**Requests**
• 1. List every percentage figure that appears in the radio ratings article.
• 2. Continue the radio ratings article from where it stops.

**Passage given**
▼

Radio’s “Duel In the Sun” is going into the final round with the title still up for grabs

Frank Avis by | October 21, 2023 | 2020s

Radio's "Duel In the Sun" – the battle between AM's heavyweight 2GB and FM challenger KIIS FM – is going into the final round with the title still up for grabs. Survey 6, '23 has another dramatic script change for us with Kyle and Jackie O re-taking the breakfast crown from GB's Ben Fordham. But it is oh so close – 14.7 to 14.2%. And GB hangs on to the overall leadership but – again – it is finely balanced 11.1 to 10.9%. It's a nervous end to the year as the two continue locked in battle with SMOOTH FM just sitting back in third spot, watching the carnage going on above them.

▲

**Raw data**
▼

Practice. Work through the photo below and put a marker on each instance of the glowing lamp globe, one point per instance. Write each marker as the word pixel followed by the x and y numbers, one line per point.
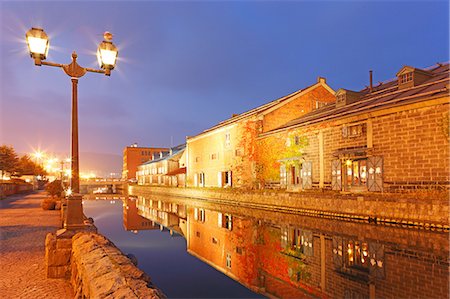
pixel 38 43
pixel 107 55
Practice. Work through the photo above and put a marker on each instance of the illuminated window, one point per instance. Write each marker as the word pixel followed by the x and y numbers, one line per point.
pixel 225 221
pixel 406 78
pixel 228 260
pixel 227 139
pixel 199 214
pixel 357 254
pixel 356 172
pixel 352 131
pixel 340 98
pixel 201 179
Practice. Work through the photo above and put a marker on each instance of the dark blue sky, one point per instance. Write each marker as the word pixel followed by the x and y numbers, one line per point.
pixel 185 66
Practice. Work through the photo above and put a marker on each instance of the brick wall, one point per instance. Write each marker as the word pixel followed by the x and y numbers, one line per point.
pixel 297 107
pixel 411 140
pixel 414 147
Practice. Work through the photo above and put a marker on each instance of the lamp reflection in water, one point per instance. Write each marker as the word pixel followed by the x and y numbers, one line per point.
pixel 38 45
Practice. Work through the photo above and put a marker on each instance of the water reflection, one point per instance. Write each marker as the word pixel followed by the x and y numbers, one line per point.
pixel 291 256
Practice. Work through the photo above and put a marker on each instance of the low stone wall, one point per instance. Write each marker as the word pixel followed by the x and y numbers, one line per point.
pixel 99 270
pixel 96 268
pixel 427 209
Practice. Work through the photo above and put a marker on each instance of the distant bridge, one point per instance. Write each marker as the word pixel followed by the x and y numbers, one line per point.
pixel 108 186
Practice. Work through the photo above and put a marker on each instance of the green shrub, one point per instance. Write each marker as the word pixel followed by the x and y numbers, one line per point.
pixel 54 189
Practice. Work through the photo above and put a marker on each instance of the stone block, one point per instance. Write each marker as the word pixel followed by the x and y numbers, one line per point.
pixel 58 272
pixel 50 242
pixel 58 257
pixel 64 244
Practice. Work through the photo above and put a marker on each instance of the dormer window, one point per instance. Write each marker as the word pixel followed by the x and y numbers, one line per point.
pixel 409 77
pixel 405 78
pixel 345 97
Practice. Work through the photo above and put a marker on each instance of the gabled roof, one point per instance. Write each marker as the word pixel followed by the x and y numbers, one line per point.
pixel 268 107
pixel 384 95
pixel 176 151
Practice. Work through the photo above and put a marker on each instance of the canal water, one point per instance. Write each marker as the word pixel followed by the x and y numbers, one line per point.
pixel 198 249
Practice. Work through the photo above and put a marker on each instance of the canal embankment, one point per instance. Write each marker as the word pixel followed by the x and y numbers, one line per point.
pixel 428 210
pixel 99 270
pixel 95 267
pixel 23 226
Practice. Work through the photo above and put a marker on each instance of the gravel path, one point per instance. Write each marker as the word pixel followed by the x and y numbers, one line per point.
pixel 23 227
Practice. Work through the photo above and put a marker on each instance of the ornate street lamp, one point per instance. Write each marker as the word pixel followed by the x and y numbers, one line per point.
pixel 38 45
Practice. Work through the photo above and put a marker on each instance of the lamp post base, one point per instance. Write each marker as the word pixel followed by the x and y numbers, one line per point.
pixel 74 218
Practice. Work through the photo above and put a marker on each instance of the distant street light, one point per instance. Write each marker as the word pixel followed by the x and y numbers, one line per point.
pixel 38 45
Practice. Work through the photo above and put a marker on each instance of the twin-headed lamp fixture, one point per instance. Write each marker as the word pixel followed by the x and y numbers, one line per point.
pixel 38 45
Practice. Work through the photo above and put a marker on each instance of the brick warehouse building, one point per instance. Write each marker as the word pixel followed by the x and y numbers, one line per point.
pixel 389 137
pixel 134 156
pixel 223 156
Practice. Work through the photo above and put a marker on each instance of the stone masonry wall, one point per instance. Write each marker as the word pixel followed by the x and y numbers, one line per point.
pixel 395 208
pixel 99 270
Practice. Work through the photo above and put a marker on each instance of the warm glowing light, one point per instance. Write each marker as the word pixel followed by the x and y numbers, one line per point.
pixel 38 155
pixel 38 43
pixel 87 176
pixel 107 55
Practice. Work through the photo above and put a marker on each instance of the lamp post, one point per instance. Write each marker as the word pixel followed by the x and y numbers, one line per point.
pixel 38 45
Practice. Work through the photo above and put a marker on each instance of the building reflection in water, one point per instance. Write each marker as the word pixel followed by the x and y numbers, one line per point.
pixel 292 256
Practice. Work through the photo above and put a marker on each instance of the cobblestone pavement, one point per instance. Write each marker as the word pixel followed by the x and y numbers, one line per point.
pixel 23 227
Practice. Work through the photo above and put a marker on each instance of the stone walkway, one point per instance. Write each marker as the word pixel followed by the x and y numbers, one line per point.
pixel 23 227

▲

**Answers given**
• 1. 14.7%, 14.2%, 11.1%, 10.9%

• 2.
I have this faint, distant memory, probably going back to the '40s – I must have been 8 or 9 – recalling the first kids' show captured in my memory bank... The Search for the Golden Boomerang. I was probably listening on the old 2UW. It was centered on the adventures on a young Aboriginal boy, Tuckonie, his white pal, Peggy, and an older buddy, Lucky Dan. I can't recall the plot but Tuckonie and the Golden Boomerang clearly made an early impression on this young bloke. I've subsequently learned that it was produced by George Edwards, the company that gave us the classic Dad and Dave. The Search for the Golden Boomerang ran from l941, through the war, until 1948.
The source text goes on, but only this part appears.